*INSTRUCTIONS FOR THE TASK*: Copy the entries out again in full.

(Stored items from a collection)
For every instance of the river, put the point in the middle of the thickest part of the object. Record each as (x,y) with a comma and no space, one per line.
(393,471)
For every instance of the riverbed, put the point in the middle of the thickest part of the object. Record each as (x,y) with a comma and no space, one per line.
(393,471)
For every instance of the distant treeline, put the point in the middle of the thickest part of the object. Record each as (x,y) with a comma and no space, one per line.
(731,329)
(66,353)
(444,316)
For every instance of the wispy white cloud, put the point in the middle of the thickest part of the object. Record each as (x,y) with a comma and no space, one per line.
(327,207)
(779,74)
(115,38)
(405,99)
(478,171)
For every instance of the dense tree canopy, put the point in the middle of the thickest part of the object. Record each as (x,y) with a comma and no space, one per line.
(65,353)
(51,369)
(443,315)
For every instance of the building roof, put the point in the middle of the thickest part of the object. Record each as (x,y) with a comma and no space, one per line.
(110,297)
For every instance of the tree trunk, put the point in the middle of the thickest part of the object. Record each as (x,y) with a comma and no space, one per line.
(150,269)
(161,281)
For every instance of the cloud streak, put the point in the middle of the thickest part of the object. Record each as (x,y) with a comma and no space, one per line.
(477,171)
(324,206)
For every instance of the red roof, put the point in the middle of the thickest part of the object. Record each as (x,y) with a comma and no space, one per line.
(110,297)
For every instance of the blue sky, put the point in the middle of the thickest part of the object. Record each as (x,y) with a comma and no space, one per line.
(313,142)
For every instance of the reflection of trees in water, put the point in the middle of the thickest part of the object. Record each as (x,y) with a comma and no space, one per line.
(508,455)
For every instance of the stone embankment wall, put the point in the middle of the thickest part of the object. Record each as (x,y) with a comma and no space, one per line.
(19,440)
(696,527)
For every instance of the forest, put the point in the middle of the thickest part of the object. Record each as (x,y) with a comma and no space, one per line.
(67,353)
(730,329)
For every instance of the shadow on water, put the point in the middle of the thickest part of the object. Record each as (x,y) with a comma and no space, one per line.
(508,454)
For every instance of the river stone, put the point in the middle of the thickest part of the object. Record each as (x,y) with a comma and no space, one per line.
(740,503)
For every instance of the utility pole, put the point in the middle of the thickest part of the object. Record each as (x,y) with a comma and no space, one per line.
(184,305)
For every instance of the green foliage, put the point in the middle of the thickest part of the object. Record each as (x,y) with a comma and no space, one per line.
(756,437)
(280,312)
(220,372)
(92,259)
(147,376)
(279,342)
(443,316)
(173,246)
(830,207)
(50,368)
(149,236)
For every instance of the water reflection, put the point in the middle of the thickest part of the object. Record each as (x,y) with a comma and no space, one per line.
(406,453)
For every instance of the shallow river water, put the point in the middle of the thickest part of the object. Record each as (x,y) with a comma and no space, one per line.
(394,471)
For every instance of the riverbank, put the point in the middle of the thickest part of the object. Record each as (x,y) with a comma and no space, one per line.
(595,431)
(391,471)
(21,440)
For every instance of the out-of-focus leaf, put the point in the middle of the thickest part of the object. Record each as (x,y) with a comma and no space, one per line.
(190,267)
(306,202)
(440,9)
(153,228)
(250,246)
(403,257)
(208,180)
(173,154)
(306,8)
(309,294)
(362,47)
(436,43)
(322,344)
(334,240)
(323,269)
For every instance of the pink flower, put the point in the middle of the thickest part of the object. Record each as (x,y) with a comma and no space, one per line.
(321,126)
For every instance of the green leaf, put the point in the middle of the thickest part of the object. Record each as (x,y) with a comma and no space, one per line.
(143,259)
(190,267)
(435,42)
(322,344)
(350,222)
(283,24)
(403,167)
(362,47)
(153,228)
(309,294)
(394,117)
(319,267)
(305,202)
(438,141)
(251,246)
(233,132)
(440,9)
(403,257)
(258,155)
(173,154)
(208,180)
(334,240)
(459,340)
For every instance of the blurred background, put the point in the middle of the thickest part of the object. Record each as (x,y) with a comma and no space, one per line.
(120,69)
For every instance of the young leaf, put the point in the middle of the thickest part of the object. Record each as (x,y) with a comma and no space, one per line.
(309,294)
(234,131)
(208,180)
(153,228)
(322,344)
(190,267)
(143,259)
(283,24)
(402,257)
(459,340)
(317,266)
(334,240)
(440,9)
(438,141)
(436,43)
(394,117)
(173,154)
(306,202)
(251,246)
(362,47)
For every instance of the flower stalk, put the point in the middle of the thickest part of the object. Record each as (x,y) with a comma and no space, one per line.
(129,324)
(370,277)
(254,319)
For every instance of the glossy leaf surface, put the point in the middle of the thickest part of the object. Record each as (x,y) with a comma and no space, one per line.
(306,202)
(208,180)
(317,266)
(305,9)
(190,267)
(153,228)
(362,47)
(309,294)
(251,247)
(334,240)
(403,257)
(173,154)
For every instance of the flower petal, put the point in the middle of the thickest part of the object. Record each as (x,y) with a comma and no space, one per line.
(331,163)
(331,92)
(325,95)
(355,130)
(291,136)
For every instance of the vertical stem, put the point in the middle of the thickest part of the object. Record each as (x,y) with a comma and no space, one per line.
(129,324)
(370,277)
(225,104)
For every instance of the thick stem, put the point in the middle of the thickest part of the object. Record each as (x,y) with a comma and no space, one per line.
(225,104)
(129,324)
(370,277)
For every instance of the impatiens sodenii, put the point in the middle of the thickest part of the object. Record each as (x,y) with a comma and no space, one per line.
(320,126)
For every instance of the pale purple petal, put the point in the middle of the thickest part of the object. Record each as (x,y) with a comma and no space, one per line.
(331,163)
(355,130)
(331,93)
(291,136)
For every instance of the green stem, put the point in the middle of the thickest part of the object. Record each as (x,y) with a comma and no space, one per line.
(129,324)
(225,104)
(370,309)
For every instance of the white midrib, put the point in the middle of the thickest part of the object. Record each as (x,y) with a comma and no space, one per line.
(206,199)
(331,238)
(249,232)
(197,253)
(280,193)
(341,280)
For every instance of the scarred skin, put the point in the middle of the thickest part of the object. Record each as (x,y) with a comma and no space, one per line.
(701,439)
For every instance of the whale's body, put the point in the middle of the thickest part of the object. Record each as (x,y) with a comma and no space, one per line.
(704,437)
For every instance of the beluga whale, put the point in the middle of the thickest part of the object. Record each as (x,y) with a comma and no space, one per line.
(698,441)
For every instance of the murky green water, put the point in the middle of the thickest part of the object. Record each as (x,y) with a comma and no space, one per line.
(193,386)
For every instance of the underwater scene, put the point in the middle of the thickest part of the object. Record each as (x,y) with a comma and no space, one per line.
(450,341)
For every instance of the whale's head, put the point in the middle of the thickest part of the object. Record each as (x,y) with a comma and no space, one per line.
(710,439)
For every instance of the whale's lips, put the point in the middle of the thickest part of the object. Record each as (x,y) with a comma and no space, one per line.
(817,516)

*EXERCISE RESULT*:
For every instance of the river, put the point in the middle of the thickest part of the object. Record each as (x,y) with a comma and no space, one per line.
(393,471)
For every instance of the riverbed, put the point in the middle of the thickest part of the object. Record each as (x,y) with a comma and no space, one per line.
(393,471)
For every instance of the distant treeline, put the point in the middle of the thickest part of the object. Record each as (x,y) with a comma and no space, one per line.
(731,329)
(66,353)
(444,316)
For every instance of the wispy white cloud, put the point in the middle of the thickest part of the object. Record each as (x,y) with a comma and no space, one per line.
(327,207)
(779,74)
(115,38)
(405,99)
(478,171)
For every instance of the dense tree canopy, put the point in the middle of the thickest part of the object. Record each as (x,y) with a comma and no space, one per line.
(65,353)
(51,369)
(443,315)
For every instance of the building roof, put the point in the middle of the thickest part of the object. Record each as (x,y) with a comma and no space, one per line.
(110,297)
For every instance of the tree trunk, put the point in the middle of the thickest part of the object. Record each as (x,y) with a comma and no space, one per line.
(150,269)
(161,281)
For every instance of the cloud streak, put the point in the middle of the thickest part of the object. Record each as (x,y) with a comma and no space, one per line.
(477,171)
(324,206)
For every instance of the red roof, put the point in the middle of the thickest part of the object. Record each as (x,y) with a comma and no space, one per line.
(110,297)
For every instance of the blue sky, put the point in the middle of the thickest part of the object. Record each as (x,y) with a comma and no space, one per line.
(313,142)
For every instance of the reflection of trees in water, put the point in the middle of the thickest part of the object. Record each as (x,y) with a comma and no space, one per line.
(508,455)
For every instance of the stone embankment wall, put the point in the middle of the thickest part of the object. Record each as (x,y) with a comma and no space, one per line.
(19,440)
(696,527)
For every instance of the forest, put the point in the middle of the thickest part of the object. Record each as (x,y) with a comma and no space, one per line.
(67,353)
(730,329)
For every instance of the shadow on water, put the point in the middle of the thickest part of the object. Record each as (x,y) with a comma and no space, one per line.
(508,454)
For every instance of the river stone, put the point in the middle of the thickest part of the object. Record each as (x,y) with a comma and no space, one per line.
(740,503)
For every instance of the utility pole, put the point in the middle of the thickest part of the object. Record each as (x,y) with a comma and no space, one per line.
(184,305)
For every instance of the green foliage, put the point in the middle of the thickest part of the object. Record each as (x,y) with a comma and no space, one per line.
(756,437)
(280,312)
(220,372)
(92,259)
(147,376)
(279,342)
(443,316)
(173,246)
(830,207)
(50,368)
(149,236)
For every instance of the water reflection, put the point in the middle of the thickest part of the object. Record each as (x,y) with a comma and no space, one per line.
(406,453)
For every instance of the shallow river water, put the point in the middle of the thickest part of the object. Record each as (x,y) with a comma and no space, one per line.
(394,471)
For every instance of the riverbank, put the point in the middle of the thickest part of the object. Record each as (x,y) with a comma and no space, one per line.
(595,431)
(391,471)
(21,440)
For every instance of the out-of-focus leaf, put the point in the middle of the thickest part of the object. Record each as (x,y) with a comma and no space, one per line.
(190,267)
(306,202)
(440,9)
(153,228)
(250,246)
(403,257)
(208,180)
(173,154)
(306,8)
(309,294)
(362,47)
(436,43)
(322,344)
(334,240)
(323,269)
For every instance of the pink flower, put the point in the middle of the thickest part of the object. Record each as (x,y) with a comma and no space, one per line.
(321,126)
For every instance of the green leaf, put the point in the middle of the thickest part of the object. Record each as (x,y) with a comma and no space, one per line.
(143,259)
(190,267)
(435,42)
(322,344)
(350,222)
(283,24)
(403,167)
(362,47)
(153,228)
(309,294)
(394,117)
(319,267)
(305,202)
(438,141)
(251,246)
(233,132)
(440,9)
(403,257)
(258,155)
(173,154)
(208,180)
(334,240)
(459,340)
For every instance of the blurred background, put the point in the middle of the thickest part of the object. Record each as (x,y) with a comma and no space, one per line.
(120,69)
For every instance of the young leaf, put the point in the middle of the thickest part of the object. Record each as (x,y) with a comma and no space, one per line.
(309,294)
(234,131)
(208,180)
(153,228)
(322,344)
(190,267)
(143,259)
(283,24)
(402,257)
(459,340)
(317,266)
(334,240)
(440,9)
(438,141)
(436,43)
(394,117)
(173,154)
(306,202)
(251,246)
(362,47)
For every instance of the flower stalk, put the point in the middle of the thickest part of the object. Record each as (x,y) with a comma and no space, one per line.
(129,324)
(370,277)
(254,319)
For every instance of the glossy leaf surface, put the point in the middle of the thickest part of the object. Record each as (x,y) with a comma and no space, one per line.
(306,202)
(208,180)
(317,266)
(305,9)
(190,267)
(153,228)
(362,47)
(309,294)
(251,247)
(334,240)
(403,257)
(173,154)
For every instance of the flower petal, put the point in the middle of the thickest part of the object. Record each as (x,y) with a comma and no space, one per line.
(331,163)
(331,92)
(325,95)
(355,130)
(291,136)
For every instance of the vertical stem, put the point in the middle of the thickest part of the object. Record each as (x,y) with a comma and no space, one per line.
(129,324)
(370,277)
(225,104)
For every instance of the thick stem, put the point in the middle of the thickest part of the object. Record each as (x,y) with a comma and no space, one per line.
(225,104)
(129,324)
(370,277)
For every instance of the impatiens sodenii, put the point in the middle of the thickest part of the object. Record each as (x,y) with a comma and no space, one per line.
(320,126)
For every instance of the pale purple petal, put the point in the middle of the thickest part of the object. Record each as (x,y) with a comma and no space, one per line.
(331,163)
(355,130)
(331,93)
(291,136)
For every instance of the green stem, put the point in the middle of the thickest part of the object. Record each as (x,y) with a comma and no space, one per line.
(129,324)
(225,104)
(370,309)
For every instance of the white midrib, put the point in the middle of the thickest part of the object. Record each as (x,y) with a comma and no space, one per line.
(206,199)
(331,238)
(249,232)
(197,253)
(280,193)
(341,280)
For every instance of the scarred skin, put the point in the middle of the thickest part of the object. Record each as (x,y) with a comma and no space, one per line.
(701,439)
For every instance of the whale's body, put the point in the middle of the thickest part of the object. Record each as (x,y) with a comma and no space, one per line.
(704,437)
For every instance of the beluga whale, put the point in the middle of the thickest part of the object. Record each as (x,y) with a comma and no space, one per line.
(698,441)
For every instance of the murky green water, put the point in the middle of the thickest part of the object. Record each as (x,y) with a comma and no space, one per line.
(193,386)
For every instance of the underwater scene, put the point in the middle of the thickest part of the object. Record each as (x,y) with a comma and no space, one per line.
(450,341)
For every instance of the whale's head, put the point in the middle of the thickest part of the object. Record each as (x,y) with a comma and no space, one per line.
(710,439)
For every instance of the whale's lips, put the point in the middle of the thickest part of the object. Record each as (x,y) with a comma and no space, one per line.
(817,516)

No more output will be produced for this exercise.